The exercise » Please recast every line of the rows below as a JSON list of strings, one string per line, with blank lines dropped and the pictures left out.

Source material »

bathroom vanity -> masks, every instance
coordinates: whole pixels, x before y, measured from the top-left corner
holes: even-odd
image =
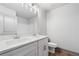
[[[46,36],[25,37],[5,41],[6,45],[0,49],[0,56],[47,56],[48,38]]]

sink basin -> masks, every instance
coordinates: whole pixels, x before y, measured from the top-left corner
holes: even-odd
[[[15,45],[15,44],[19,44],[19,43],[23,43],[23,42],[29,41],[31,39],[33,39],[33,38],[13,39],[13,40],[7,41],[6,44],[7,45]]]

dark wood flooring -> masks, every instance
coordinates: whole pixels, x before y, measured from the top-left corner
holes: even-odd
[[[49,56],[79,56],[78,53],[71,52],[62,48],[56,48],[55,53],[48,52]]]

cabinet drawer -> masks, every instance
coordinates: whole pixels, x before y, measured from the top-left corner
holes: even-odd
[[[2,56],[27,56],[32,51],[33,53],[37,53],[37,42],[30,43],[22,47],[18,47],[13,51],[2,54]]]

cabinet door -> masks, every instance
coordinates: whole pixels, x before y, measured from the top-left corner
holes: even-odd
[[[48,38],[38,41],[38,55],[48,56]]]
[[[17,18],[16,17],[4,17],[4,31],[5,34],[14,34],[17,31]]]
[[[0,15],[0,34],[3,33],[3,16]]]

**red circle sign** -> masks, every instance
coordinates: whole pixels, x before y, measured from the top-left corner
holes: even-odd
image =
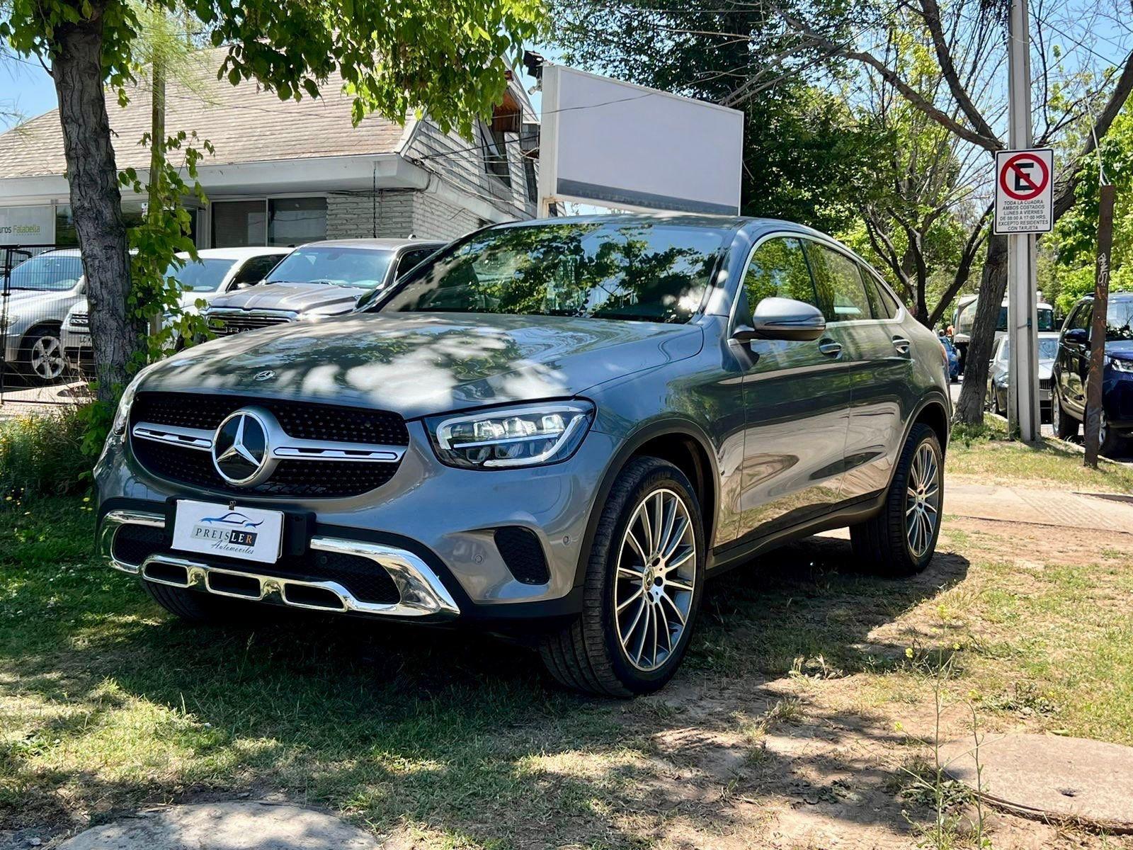
[[[1033,162],[1039,167],[1038,179],[1032,178],[1026,173],[1024,169],[1019,168],[1020,161]],[[1007,175],[1012,173],[1015,176],[1015,184],[1023,184],[1026,188],[1023,190],[1016,190],[1007,185]],[[1050,182],[1050,169],[1047,168],[1047,163],[1042,161],[1041,158],[1036,156],[1033,153],[1019,153],[1008,159],[1003,163],[1003,168],[999,170],[999,188],[1003,189],[1007,197],[1014,198],[1015,201],[1030,201],[1042,194],[1042,190],[1047,188],[1047,184]]]

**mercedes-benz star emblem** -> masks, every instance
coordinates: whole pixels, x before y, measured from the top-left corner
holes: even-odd
[[[229,484],[252,486],[274,468],[266,411],[241,408],[230,414],[213,439],[213,466]]]

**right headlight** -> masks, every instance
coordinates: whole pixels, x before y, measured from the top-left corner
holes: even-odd
[[[594,419],[589,401],[540,401],[425,420],[442,464],[468,469],[566,460]]]

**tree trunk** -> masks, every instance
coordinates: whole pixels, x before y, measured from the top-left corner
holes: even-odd
[[[964,386],[956,402],[956,422],[979,425],[983,422],[983,397],[987,393],[988,359],[995,341],[999,308],[1007,291],[1007,237],[993,236],[980,277],[979,304],[972,323],[964,365]]]
[[[97,397],[113,401],[127,382],[127,364],[142,341],[143,323],[126,315],[130,262],[103,93],[102,18],[56,29],[52,75],[59,96],[71,215],[86,273]]]

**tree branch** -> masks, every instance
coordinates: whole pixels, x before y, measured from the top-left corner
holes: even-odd
[[[881,78],[886,83],[901,92],[902,96],[904,96],[904,99],[913,107],[965,142],[971,142],[973,145],[979,145],[987,151],[998,151],[1003,147],[1003,143],[995,136],[986,136],[982,133],[971,129],[970,127],[965,127],[953,119],[947,112],[934,107],[920,92],[903,80],[896,71],[886,66],[872,53],[851,50],[846,44],[833,42],[826,36],[816,33],[813,29],[791,15],[785,15],[784,18],[787,26],[798,32],[802,37],[807,39],[811,44],[821,48],[832,56],[841,56],[846,59],[853,59],[854,61],[867,65],[876,70],[881,75]]]

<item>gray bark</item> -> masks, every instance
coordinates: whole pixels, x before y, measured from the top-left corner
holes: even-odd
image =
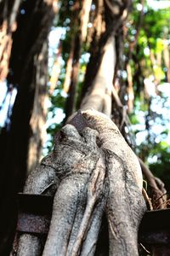
[[[71,125],[64,126],[54,152],[25,187],[25,193],[54,195],[42,255],[94,255],[104,211],[110,255],[138,255],[138,228],[146,209],[138,159],[106,115],[82,114],[88,127],[80,134]],[[17,255],[42,255],[41,244],[22,235]]]

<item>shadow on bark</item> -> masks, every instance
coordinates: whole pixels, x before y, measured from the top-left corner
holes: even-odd
[[[28,177],[24,192],[54,195],[53,212],[44,248],[40,238],[23,234],[19,256],[139,255],[146,207],[138,159],[106,115],[82,116],[87,127],[64,126],[54,152]]]

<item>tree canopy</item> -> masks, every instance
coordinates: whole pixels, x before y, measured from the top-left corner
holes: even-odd
[[[114,121],[139,158],[152,207],[168,206],[170,13],[165,2],[0,1],[0,203],[2,237],[8,244],[16,193],[42,155],[55,151],[57,131],[79,108],[94,108]],[[6,241],[1,247],[5,255]]]

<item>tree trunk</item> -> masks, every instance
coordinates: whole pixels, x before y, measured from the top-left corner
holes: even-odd
[[[12,2],[3,1],[1,6],[6,3],[13,6]],[[14,1],[14,6],[15,2],[19,1]],[[34,148],[35,155],[39,157],[38,151],[42,146],[41,134],[38,137],[35,133],[37,128],[40,129],[40,124],[42,131],[42,125],[45,121],[45,113],[42,113],[44,111],[47,84],[47,37],[56,11],[54,5],[56,3],[54,0],[23,1],[18,15],[16,16],[16,9],[11,13],[11,16],[14,16],[14,20],[17,21],[17,29],[11,36],[13,45],[9,61],[10,72],[7,80],[17,88],[18,93],[13,108],[10,130],[3,128],[0,134],[1,255],[8,255],[13,239],[16,217],[14,195],[16,190],[23,188],[28,170],[27,163],[30,162],[29,169],[31,169],[37,161],[34,158],[31,163],[31,154],[27,161],[28,152],[31,153]],[[42,119],[32,125],[37,113],[42,115]],[[36,136],[33,143],[31,139],[29,141],[31,136]],[[35,147],[35,143],[37,146]]]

Expected output »
[
  "bathroom vanity -> masks, every instance",
  "coordinates: whole pixels, x before y, measured from the top-left corner",
  "holes: even-odd",
  "image =",
  "[[[46,36],[25,37],[5,41],[6,45],[0,49],[0,56],[47,56],[48,38]]]",
  "sink basin -> masks, every instance",
  "coordinates: whole pixels, x before y, measured from the top-left corner",
  "holes: even-odd",
  "[[[15,45],[15,44],[19,44],[19,43],[23,43],[23,42],[29,41],[31,39],[33,39],[33,38],[13,39],[13,40],[7,41],[6,44],[7,45]]]",
  "dark wood flooring -> masks, every instance",
  "coordinates: whole pixels, x before y, measured from the top-left corner",
  "holes: even-odd",
  "[[[49,56],[79,56],[78,53],[71,52],[62,48],[56,48],[55,53],[48,52]]]",
  "cabinet drawer -> masks, every instance",
  "coordinates: whole pixels, x before y, measured from the top-left corner",
  "holes: even-odd",
  "[[[2,56],[27,56],[32,51],[33,53],[37,53],[37,42],[30,43],[22,47],[18,47],[13,51],[2,54]]]",
  "cabinet door -> masks, every instance",
  "coordinates: whole pixels, x before y, measured from the top-left corner",
  "holes: even-odd",
  "[[[48,38],[38,41],[38,55],[48,56]]]",
  "[[[17,18],[16,17],[4,17],[4,31],[5,34],[14,34],[17,31]]]",
  "[[[0,15],[0,34],[3,33],[3,16]]]",
  "**red circle sign** -> masks, every instance",
  "coordinates: whole pixels, x before y, measured from the top-left corner",
  "holes: even-odd",
  "image =",
  "[[[1033,162],[1039,167],[1038,179],[1032,178],[1026,173],[1024,169],[1019,168],[1020,161]],[[1007,175],[1012,173],[1015,176],[1015,184],[1023,184],[1026,188],[1023,190],[1016,190],[1007,185]],[[1050,182],[1050,169],[1047,168],[1047,163],[1042,161],[1041,158],[1036,156],[1033,153],[1019,153],[1008,159],[1003,163],[1003,168],[999,170],[999,188],[1003,189],[1007,197],[1014,198],[1015,201],[1030,201],[1042,194],[1042,190],[1047,188],[1047,184]]]",
  "**mercedes-benz star emblem** -> masks, every instance",
  "coordinates: whole pixels, x before y, measured from the top-left corner",
  "holes: even-odd",
  "[[[229,484],[252,486],[274,468],[266,411],[241,408],[230,414],[213,439],[213,466]]]",
  "**right headlight** -> masks, every instance",
  "coordinates: whole pixels, x before y, measured from the top-left corner",
  "holes: even-odd",
  "[[[594,419],[589,401],[540,401],[425,420],[442,464],[468,469],[566,460]]]",
  "**tree trunk** -> masks, every instance",
  "coordinates: whole pixels, x before y, measured from the top-left corner",
  "holes: even-odd",
  "[[[964,386],[956,402],[956,422],[979,425],[983,422],[983,397],[987,393],[988,359],[995,341],[999,308],[1007,291],[1007,237],[993,236],[980,277],[979,304],[972,323],[964,365]]]",
  "[[[97,397],[113,401],[127,382],[127,364],[142,341],[143,323],[126,315],[130,262],[103,93],[102,18],[56,29],[52,75],[59,96],[71,215],[86,273]]]",
  "**tree branch** -> masks, every instance",
  "coordinates: whole pixels, x before y, measured from the top-left corner",
  "holes: even-odd",
  "[[[881,78],[886,83],[901,92],[902,96],[904,96],[904,99],[913,107],[965,142],[971,142],[973,145],[979,145],[987,151],[998,151],[1003,147],[1003,143],[995,136],[986,136],[982,133],[971,129],[970,127],[965,127],[953,119],[947,112],[934,107],[920,92],[903,80],[896,71],[886,66],[872,53],[851,50],[846,44],[833,42],[826,36],[816,33],[813,29],[791,15],[785,15],[784,18],[787,26],[798,32],[802,37],[807,39],[811,44],[821,48],[832,56],[841,56],[846,59],[853,59],[854,61],[867,65],[876,70],[881,75]]]",
  "<item>gray bark</item> -> masks, every instance",
  "coordinates: whole pixels, x before y, measured from the top-left corner",
  "holes: even-odd",
  "image =",
  "[[[71,125],[64,126],[54,152],[25,187],[25,193],[54,195],[42,255],[94,255],[104,211],[110,255],[138,255],[138,228],[146,209],[138,159],[106,115],[82,114],[88,127],[80,134]],[[17,255],[42,255],[41,244],[22,235]]]",
  "<item>shadow on bark</item> -> masks, every instance",
  "coordinates: whole pixels, x before y, measured from the top-left corner",
  "holes: even-odd",
  "[[[28,177],[24,192],[54,195],[53,212],[44,248],[40,238],[23,234],[19,256],[139,255],[146,207],[138,159],[106,115],[82,116],[87,127],[64,126],[54,152]]]",
  "<item>tree canopy</item> -> masks, every instance",
  "coordinates: whole pixels, x before y, measured from the top-left corner",
  "holes: even-odd",
  "[[[114,121],[139,158],[152,207],[168,206],[170,13],[165,2],[0,1],[0,203],[2,237],[8,244],[16,193],[42,155],[55,151],[57,131],[79,108],[94,108]],[[6,241],[1,247],[5,255]]]",
  "<item>tree trunk</item> -> masks, every instance",
  "coordinates: whole pixels, x before y, measured from the top-left corner",
  "holes: even-odd",
  "[[[12,2],[3,1],[1,6],[6,3],[13,6]],[[14,1],[14,6],[15,2],[19,1]],[[34,148],[35,155],[39,157],[38,151],[42,146],[41,134],[38,137],[35,133],[37,128],[40,129],[40,124],[42,131],[42,125],[45,121],[45,113],[42,113],[44,111],[47,84],[47,37],[56,11],[54,5],[56,3],[54,0],[23,1],[18,15],[16,16],[16,9],[11,13],[11,16],[14,16],[14,20],[17,21],[17,29],[11,36],[13,45],[9,61],[10,72],[7,80],[17,88],[18,93],[13,108],[10,130],[3,128],[0,134],[1,255],[8,255],[13,239],[16,217],[14,195],[16,190],[23,188],[28,170],[27,163],[30,162],[29,169],[31,169],[37,161],[34,158],[31,163],[31,154],[27,161],[28,152],[31,153]],[[42,119],[32,125],[37,113],[42,115]],[[36,136],[33,143],[31,139],[29,141],[31,136]],[[35,147],[35,143],[37,146]]]"
]